> [TASK TO CARRY OUT]: Read the records and write them out again exactly.

> [RECORDS FOR THIS EXERCISE]:
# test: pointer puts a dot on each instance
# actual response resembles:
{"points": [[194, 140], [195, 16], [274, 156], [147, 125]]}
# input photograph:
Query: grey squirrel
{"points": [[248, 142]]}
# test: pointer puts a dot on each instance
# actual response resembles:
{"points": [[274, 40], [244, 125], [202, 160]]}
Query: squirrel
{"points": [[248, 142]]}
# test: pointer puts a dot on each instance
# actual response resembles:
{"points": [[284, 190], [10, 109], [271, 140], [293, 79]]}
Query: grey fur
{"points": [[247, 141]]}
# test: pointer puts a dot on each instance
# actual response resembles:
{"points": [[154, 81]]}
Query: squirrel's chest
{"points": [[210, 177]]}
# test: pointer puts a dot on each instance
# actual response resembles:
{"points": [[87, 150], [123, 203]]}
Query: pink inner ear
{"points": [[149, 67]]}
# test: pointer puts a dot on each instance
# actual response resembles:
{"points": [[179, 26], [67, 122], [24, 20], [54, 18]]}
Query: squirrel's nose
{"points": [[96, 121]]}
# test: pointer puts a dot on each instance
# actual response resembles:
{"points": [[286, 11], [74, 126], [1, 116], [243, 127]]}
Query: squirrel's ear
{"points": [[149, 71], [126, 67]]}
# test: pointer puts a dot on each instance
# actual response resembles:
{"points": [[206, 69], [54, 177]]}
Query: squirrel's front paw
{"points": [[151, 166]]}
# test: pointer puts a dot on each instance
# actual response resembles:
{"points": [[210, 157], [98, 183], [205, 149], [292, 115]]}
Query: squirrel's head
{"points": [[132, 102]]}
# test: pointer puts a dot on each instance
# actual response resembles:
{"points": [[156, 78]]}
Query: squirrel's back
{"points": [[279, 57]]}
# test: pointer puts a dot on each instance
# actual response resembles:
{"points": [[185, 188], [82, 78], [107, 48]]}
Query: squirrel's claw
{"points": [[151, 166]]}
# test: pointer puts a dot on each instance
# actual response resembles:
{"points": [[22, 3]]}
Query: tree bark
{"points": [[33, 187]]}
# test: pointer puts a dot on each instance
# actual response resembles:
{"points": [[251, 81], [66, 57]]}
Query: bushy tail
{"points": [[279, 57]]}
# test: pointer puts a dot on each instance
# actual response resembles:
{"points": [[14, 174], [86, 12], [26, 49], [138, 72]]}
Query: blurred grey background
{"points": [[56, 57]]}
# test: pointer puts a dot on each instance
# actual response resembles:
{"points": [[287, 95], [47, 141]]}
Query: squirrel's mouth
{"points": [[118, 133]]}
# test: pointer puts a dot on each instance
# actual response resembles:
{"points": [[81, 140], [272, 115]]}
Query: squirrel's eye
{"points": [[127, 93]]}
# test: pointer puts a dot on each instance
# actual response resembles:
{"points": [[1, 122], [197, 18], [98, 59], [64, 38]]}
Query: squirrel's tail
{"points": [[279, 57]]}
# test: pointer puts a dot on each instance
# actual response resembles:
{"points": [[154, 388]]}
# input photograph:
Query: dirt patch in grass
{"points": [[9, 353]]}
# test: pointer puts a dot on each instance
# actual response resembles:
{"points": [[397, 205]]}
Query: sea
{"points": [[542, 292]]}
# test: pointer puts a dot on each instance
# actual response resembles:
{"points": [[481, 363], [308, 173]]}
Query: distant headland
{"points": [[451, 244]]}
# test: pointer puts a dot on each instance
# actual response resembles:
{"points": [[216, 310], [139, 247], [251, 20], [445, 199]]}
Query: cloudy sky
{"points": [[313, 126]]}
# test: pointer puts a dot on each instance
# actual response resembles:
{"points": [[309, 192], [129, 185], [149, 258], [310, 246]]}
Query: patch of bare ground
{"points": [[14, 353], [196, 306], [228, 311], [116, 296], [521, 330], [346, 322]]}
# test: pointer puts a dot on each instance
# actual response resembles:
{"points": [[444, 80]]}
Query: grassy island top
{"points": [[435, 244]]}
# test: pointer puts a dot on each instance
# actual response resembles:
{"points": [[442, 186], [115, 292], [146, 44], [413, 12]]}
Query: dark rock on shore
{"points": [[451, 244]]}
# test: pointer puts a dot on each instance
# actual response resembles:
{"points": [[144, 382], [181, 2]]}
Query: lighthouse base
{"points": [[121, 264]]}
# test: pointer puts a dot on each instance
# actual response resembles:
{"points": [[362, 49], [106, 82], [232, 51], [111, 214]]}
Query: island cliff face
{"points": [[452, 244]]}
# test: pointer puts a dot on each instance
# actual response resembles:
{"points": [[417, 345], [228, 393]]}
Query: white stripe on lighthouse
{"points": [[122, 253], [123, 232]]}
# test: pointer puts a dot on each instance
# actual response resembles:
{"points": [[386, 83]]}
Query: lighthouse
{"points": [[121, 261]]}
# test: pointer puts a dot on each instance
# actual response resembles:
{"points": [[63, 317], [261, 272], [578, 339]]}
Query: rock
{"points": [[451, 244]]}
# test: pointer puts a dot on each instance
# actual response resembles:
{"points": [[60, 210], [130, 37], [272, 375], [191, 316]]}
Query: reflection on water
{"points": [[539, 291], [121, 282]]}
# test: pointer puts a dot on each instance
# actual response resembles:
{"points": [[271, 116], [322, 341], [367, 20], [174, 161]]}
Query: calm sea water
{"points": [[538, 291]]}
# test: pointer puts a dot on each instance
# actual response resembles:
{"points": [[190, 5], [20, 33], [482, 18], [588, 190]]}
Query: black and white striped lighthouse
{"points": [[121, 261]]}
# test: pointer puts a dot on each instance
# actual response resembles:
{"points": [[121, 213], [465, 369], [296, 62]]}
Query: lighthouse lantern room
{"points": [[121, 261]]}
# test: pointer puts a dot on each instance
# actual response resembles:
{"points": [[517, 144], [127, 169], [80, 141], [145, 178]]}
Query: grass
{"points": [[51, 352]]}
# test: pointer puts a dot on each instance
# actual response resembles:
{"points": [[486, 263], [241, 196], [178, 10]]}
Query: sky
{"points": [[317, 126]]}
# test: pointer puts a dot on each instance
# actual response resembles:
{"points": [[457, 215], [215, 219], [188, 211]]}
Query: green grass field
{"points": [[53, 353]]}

> [RESULT]:
# test: pointer puts a dot on each instance
# actual response resembles:
{"points": [[194, 140], [195, 16], [274, 156], [147, 125]]}
# input photograph:
Query: grey squirrel
{"points": [[248, 142]]}
# test: pointer puts a dot on each instance
# actual response resembles:
{"points": [[274, 40], [244, 125], [202, 160]]}
Query: squirrel
{"points": [[248, 142]]}
# test: pointer puts a dot on each instance
# actual response resembles:
{"points": [[284, 190], [10, 109], [271, 140], [293, 79]]}
Query: grey fur
{"points": [[247, 141]]}
# test: pointer puts a dot on each instance
# actual response resembles:
{"points": [[154, 81]]}
Query: squirrel's chest
{"points": [[210, 177]]}
# test: pointer puts a dot on each instance
# actual response resembles:
{"points": [[87, 150], [123, 203]]}
Query: pink inner ear
{"points": [[149, 67]]}
# test: pointer puts a dot on each instance
# actual response resembles:
{"points": [[179, 26], [67, 122], [24, 20], [54, 18]]}
Query: squirrel's nose
{"points": [[96, 121]]}
# test: pointer puts a dot on each instance
# actual response resembles:
{"points": [[286, 11], [74, 126], [1, 116], [243, 127]]}
Query: squirrel's ear
{"points": [[149, 71], [126, 67]]}
# test: pointer puts a dot on each instance
# actual response resembles:
{"points": [[206, 69], [54, 177]]}
Query: squirrel's front paw
{"points": [[151, 166]]}
# test: pointer puts a dot on each instance
# actual response resembles:
{"points": [[210, 157], [98, 183], [205, 149], [292, 115]]}
Query: squirrel's head
{"points": [[132, 102]]}
# test: pointer puts a dot on each instance
# actual response resembles:
{"points": [[156, 78]]}
Query: squirrel's back
{"points": [[279, 57]]}
# test: pointer puts a dot on each instance
# actual response resembles:
{"points": [[185, 188], [82, 78], [107, 48]]}
Query: squirrel's claw
{"points": [[151, 166]]}
# test: pointer puts a dot on each instance
# actual response resembles:
{"points": [[22, 3]]}
Query: tree bark
{"points": [[33, 187]]}
# test: pointer puts a dot on each instance
# actual response resembles:
{"points": [[251, 81], [66, 57]]}
Query: bushy tail
{"points": [[279, 57]]}
# test: pointer puts a dot on each instance
# actual response resembles:
{"points": [[14, 174], [86, 12], [26, 49], [138, 72]]}
Query: blurred grey background
{"points": [[56, 57]]}
# test: pointer puts a dot on each instance
# actual response resembles:
{"points": [[287, 95], [47, 141]]}
Query: squirrel's mouth
{"points": [[118, 133]]}
# test: pointer puts a dot on each instance
# actual response resembles:
{"points": [[81, 140], [272, 115]]}
Query: squirrel's eye
{"points": [[127, 93]]}
# test: pointer puts a dot on each instance
# actual response resembles:
{"points": [[1, 122], [197, 18], [98, 59], [64, 38]]}
Query: squirrel's tail
{"points": [[279, 57]]}
# test: pointer puts a dot on each instance
# actual response resembles:
{"points": [[154, 388]]}
# input photograph:
Query: dirt patch in grass
{"points": [[9, 353]]}
# test: pointer puts a dot on each instance
# actual response resembles:
{"points": [[397, 205]]}
Query: sea
{"points": [[542, 292]]}
# test: pointer puts a dot on each instance
# actual response resembles:
{"points": [[481, 363], [308, 173]]}
Query: distant headland
{"points": [[451, 244]]}
# test: pointer puts a dot on each instance
# actual response resembles:
{"points": [[216, 310], [139, 247], [251, 20], [445, 199]]}
Query: cloudy sky
{"points": [[313, 126]]}
# test: pointer puts a dot on each instance
# actual response resembles:
{"points": [[309, 192], [129, 185], [149, 258], [310, 246]]}
Query: patch of bare ground
{"points": [[14, 353], [196, 306], [228, 311], [116, 296], [521, 330], [346, 322]]}
# test: pointer puts a dot on each instance
# actual response resembles:
{"points": [[444, 80]]}
Query: grassy island top
{"points": [[435, 244]]}
# test: pointer puts a dot on each instance
# actual response resembles:
{"points": [[442, 186], [115, 292], [146, 44], [413, 12]]}
Query: dark rock on shore
{"points": [[451, 244]]}
# test: pointer puts a dot on each instance
# actual response resembles:
{"points": [[144, 382], [181, 2]]}
Query: lighthouse base
{"points": [[121, 264]]}
# test: pointer puts a dot on each instance
# actual response resembles:
{"points": [[362, 49], [106, 82], [232, 51], [111, 214]]}
Query: island cliff face
{"points": [[452, 244]]}
# test: pointer puts a dot on each instance
# actual response resembles:
{"points": [[417, 345], [228, 393]]}
Query: white stripe on lighthouse
{"points": [[122, 253], [123, 232]]}
# test: pointer puts a dot on each instance
# actual response resembles:
{"points": [[386, 83]]}
Query: lighthouse
{"points": [[121, 261]]}
# test: pointer puts a dot on each instance
# actual response resembles:
{"points": [[63, 317], [261, 272], [578, 339]]}
Query: rock
{"points": [[451, 244]]}
# test: pointer puts a dot on each instance
# actual response resembles:
{"points": [[60, 210], [130, 37], [272, 375], [191, 316]]}
Query: reflection on water
{"points": [[539, 291], [121, 282]]}
# test: pointer puts a dot on each instance
# actual response resembles:
{"points": [[271, 116], [322, 341], [367, 20], [174, 161]]}
Query: calm sea water
{"points": [[538, 291]]}
# test: pointer puts a dot on each instance
# actual response resembles:
{"points": [[190, 5], [20, 33], [482, 18], [588, 190]]}
Query: black and white striped lighthouse
{"points": [[121, 261]]}
# test: pointer puts a dot on each instance
# actual response resembles:
{"points": [[121, 213], [465, 369], [296, 62]]}
Query: lighthouse lantern room
{"points": [[121, 261]]}
# test: pointer puts a dot on each instance
# actual response resembles:
{"points": [[517, 144], [127, 169], [80, 141], [145, 178]]}
Query: grass
{"points": [[51, 352]]}
# test: pointer puts a dot on each instance
# actual response resembles:
{"points": [[486, 263], [241, 196], [178, 10]]}
Query: sky
{"points": [[317, 126]]}
# test: pointer puts a dot on each instance
# actual response resembles:
{"points": [[457, 215], [215, 219], [188, 211]]}
Query: green grass field
{"points": [[53, 353]]}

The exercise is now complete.